▶ **WRITTEN EXERCISE**: Please transcribe each of the following lines without any changes.

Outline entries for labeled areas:
==*==
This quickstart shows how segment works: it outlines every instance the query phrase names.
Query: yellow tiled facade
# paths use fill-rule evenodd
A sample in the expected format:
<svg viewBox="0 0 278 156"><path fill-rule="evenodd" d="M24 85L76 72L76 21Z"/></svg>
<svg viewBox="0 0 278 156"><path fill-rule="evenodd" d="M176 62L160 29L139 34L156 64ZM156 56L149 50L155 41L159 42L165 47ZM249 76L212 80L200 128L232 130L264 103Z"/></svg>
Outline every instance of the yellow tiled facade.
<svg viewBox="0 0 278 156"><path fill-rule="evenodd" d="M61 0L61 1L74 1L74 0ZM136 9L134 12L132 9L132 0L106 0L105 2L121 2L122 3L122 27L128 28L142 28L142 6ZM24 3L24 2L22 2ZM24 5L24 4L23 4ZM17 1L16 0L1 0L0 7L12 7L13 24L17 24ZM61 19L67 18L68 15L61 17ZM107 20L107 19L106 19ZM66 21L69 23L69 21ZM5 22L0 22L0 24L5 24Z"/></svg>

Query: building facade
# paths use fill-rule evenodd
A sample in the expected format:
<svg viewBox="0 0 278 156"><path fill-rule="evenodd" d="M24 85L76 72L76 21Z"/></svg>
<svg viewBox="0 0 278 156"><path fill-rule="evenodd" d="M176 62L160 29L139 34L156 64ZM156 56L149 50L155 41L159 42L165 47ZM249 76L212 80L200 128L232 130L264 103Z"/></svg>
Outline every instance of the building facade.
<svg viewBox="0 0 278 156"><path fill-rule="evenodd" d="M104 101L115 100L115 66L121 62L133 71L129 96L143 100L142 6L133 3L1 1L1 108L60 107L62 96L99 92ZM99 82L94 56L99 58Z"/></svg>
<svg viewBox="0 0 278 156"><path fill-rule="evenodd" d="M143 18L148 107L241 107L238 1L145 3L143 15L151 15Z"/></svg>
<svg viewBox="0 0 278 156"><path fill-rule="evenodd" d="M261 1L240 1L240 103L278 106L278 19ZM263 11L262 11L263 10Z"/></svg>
==*==
▶ **EXERCISE RESPONSE**:
This quickstart shows how segment works: it outlines every instance the query phrase names.
Query: yellow tiled facade
# paths use fill-rule evenodd
A sample in the expected format:
<svg viewBox="0 0 278 156"><path fill-rule="evenodd" d="M24 85L76 72L76 21Z"/></svg>
<svg viewBox="0 0 278 156"><path fill-rule="evenodd" d="M176 62L160 29L139 34L156 64ZM156 56L149 50L155 41L159 42L165 47ZM249 76L212 80L200 128L232 130L264 103Z"/></svg>
Outline every instance of the yellow tiled facade.
<svg viewBox="0 0 278 156"><path fill-rule="evenodd" d="M61 0L61 1L74 1L74 0ZM136 9L134 12L132 9L132 0L106 0L105 2L121 2L122 3L122 27L128 28L142 28L142 6ZM24 3L24 2L22 2ZM24 5L24 4L23 4ZM17 1L16 0L1 0L0 7L12 7L13 24L17 24ZM61 19L67 18L68 15L61 17ZM107 20L107 19L106 19ZM66 21L69 23L69 21ZM5 22L0 22L0 24L5 24Z"/></svg>

Query: building facade
# paths use fill-rule evenodd
A sample in the expected format:
<svg viewBox="0 0 278 156"><path fill-rule="evenodd" d="M24 85L76 72L76 21Z"/></svg>
<svg viewBox="0 0 278 156"><path fill-rule="evenodd" d="M176 62L160 29L139 34L156 64ZM156 56L149 50L155 41L159 42L165 47ZM249 76L212 80L200 128L232 130L264 103Z"/></svg>
Outline every instance of the building facade.
<svg viewBox="0 0 278 156"><path fill-rule="evenodd" d="M104 101L115 100L115 66L121 62L133 71L129 96L143 100L142 6L133 3L1 1L1 108L60 107L62 96L99 92ZM99 82L94 56L99 58Z"/></svg>
<svg viewBox="0 0 278 156"><path fill-rule="evenodd" d="M143 18L148 107L241 107L238 1L145 3L143 15L151 15Z"/></svg>
<svg viewBox="0 0 278 156"><path fill-rule="evenodd" d="M261 1L240 1L240 103L278 106L278 19ZM263 11L262 11L263 10Z"/></svg>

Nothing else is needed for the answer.